Spricht die Verwaltung der versicherten Person eine befristete Rente zu und
wird beschwerdeweise einzig die Befristung der Leistungen angefochten, hat
dies nicht eine Einschränkung des Gegenstandes des Rechtsmittelverfahrens in
dem Sinne zur Folge, dass die unbestritten gebliebenen Bezugszeiten von der
Beurteilung ausgeklammert bleiben (BGE 125 V 417 f. Erw. 2d mit Hinweisen).
Die gerichtliche Prüfung hat vielmehr den Rentenanspruch für den gesamten
verfügungsweise geregelten Zeitraum und damit sowohl die Zusprechung als auch
die Aufhebung der Rente zu erfassen.

2.
Streitig und zu prüfen ist nach dem Gesagten der Anspruch des
Beschwerdeführers auf eine Rente der Invalidenversicherung für die Zeit bis
zum Erlass der Verfügung vom 6. Juni 2002.

2.1 Der Beschwerdeführer beanstandet, die IV-Stelle habe gestützt auf die
Einstufung durch den Hausarzt eine 100%-ige Arbeitsunfähigkeit seit November
1998 anerkannt, ab September 2001 jedoch das MEDAS-Gutachten vom 28.
September 2001 als massgeblich betrachtet und sei seither zu Unrecht von
einer vollständigen Arbeitsfähigkeit ausgegangen. Damit habe die Verwaltung
ab 1. September 2001 die Aufhebung des Anspruchs auf die Invalidenrente
vorgenommen, obwohl es sich bei der MEDAS-Einschätzung lediglich um eine
unterschiedliche Beurteilung eines im Wesentlichen gleich gebliebenen
Sachverhalts gehandelt habe. In erwerblicher Hinsicht kämen nur noch
grob-manuelle Tätigkeiten in Frage, wobei von einem tieferen Quartil und
einem leidensbedingten Abzug von 25 % auszugehen sei. Selbst wenn auf den
Durchschnittswert der Lohnstrukturerhebung (LSE) abgestellt und jener Wert um
20 % reduziert werde, resultiere aus dem Vergleich mit dem Valideneinkommen
eine verbleibende Erwerbsfähigkeit von nur 32 bis 33 %, sodass der Anspruch
auf eine ganze Rente weiterhin bestehe.
══════
**Aufgabe**: Führen Sie den Textauszug zum Streit um die Invalidenrente im Anschluss an den letzten Satz fort. Die Daten stammen aus einer anderen Quelle als der Textauszug.
══════
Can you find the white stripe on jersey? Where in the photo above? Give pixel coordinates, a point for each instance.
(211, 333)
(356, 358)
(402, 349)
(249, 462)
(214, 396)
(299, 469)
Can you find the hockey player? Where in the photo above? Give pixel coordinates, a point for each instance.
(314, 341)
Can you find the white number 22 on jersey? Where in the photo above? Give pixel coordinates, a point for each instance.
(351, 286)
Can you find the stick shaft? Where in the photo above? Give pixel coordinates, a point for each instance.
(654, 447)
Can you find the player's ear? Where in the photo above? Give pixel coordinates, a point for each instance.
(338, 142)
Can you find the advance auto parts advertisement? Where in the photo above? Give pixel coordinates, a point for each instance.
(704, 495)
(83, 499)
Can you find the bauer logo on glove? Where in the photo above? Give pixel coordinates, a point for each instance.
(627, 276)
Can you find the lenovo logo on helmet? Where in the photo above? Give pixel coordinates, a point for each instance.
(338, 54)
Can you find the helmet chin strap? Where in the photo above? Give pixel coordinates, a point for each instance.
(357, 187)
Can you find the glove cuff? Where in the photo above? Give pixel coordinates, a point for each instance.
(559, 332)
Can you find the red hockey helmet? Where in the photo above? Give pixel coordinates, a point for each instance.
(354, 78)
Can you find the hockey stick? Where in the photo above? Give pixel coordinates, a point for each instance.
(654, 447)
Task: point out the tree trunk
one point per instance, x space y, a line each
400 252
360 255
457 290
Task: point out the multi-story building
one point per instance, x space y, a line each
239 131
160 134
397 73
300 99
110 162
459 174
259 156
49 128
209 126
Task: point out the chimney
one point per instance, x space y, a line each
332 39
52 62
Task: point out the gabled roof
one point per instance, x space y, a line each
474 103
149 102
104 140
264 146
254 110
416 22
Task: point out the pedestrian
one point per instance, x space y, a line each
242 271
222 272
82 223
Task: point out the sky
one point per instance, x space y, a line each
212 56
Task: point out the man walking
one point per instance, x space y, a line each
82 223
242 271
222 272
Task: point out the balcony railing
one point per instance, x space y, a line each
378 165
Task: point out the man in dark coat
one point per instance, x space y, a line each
══════
**Antwort**:
Die Vorinstanz ist in Würdigung des MEDAS-Gutachtens davon ausgegangen, dass
dem Beschwerdeführer eine leichte, wechselbelastende, vorzugsweise etwas mehr
sitzende als stehend-gehende Tätigkeit vollumfänglich zumutbar sei. In
erwerblicher Hinsicht wurde festgestellt, dass bei einem Valideneinkommen von
Fr. 65'745.- und einem Invalideneinkommen von Fr. 44'141.- der
Invaliditätsgrad 32,86  % (gemäss zur Publikation in BGE V vorgesehenem
Urteil R. vom 19. Dezember 2003, U 27/02, gerundet 33 %) betrage und der
Anspruch auf eine Invalidenrente spätestens ab dem 1. September 2001 somit
nicht mehr gegeben sei.

2.2
2.2.1In der Verwaltungsgerichtsbeschwerde macht der Beschwerdeführer erneut
geltend, die IV-Stelle habe rechtlich und faktisch per 1. September 2001 eine
Rentenrevision vorgenommen, weshalb der rückwirkend, für den vorangehenden
Zeitraum vom 1. November 1999 bis 31. August 2001, anerkannte Anspruch auf
eine ganze Invalidenrente der analogen Anwendung der Bestimmungen über die
Rentenrevision unterliege. Zudem könne eine Aufhebung der Rente nach Art.
88bis Abs. 2 lit. a IVV frühestens ab dem ersten Tag des übernächsten Monats
vorgenommen werden, wobei auf das Datum der Verfügung abzustellen sei. Da im
vorliegenden Fall eine Verfügung erstmals am 6. Juni 2002 ergangen sei, wäre
eine Aufhebung jedenfalls frühestens ab 1. August 2002 möglich gewesen.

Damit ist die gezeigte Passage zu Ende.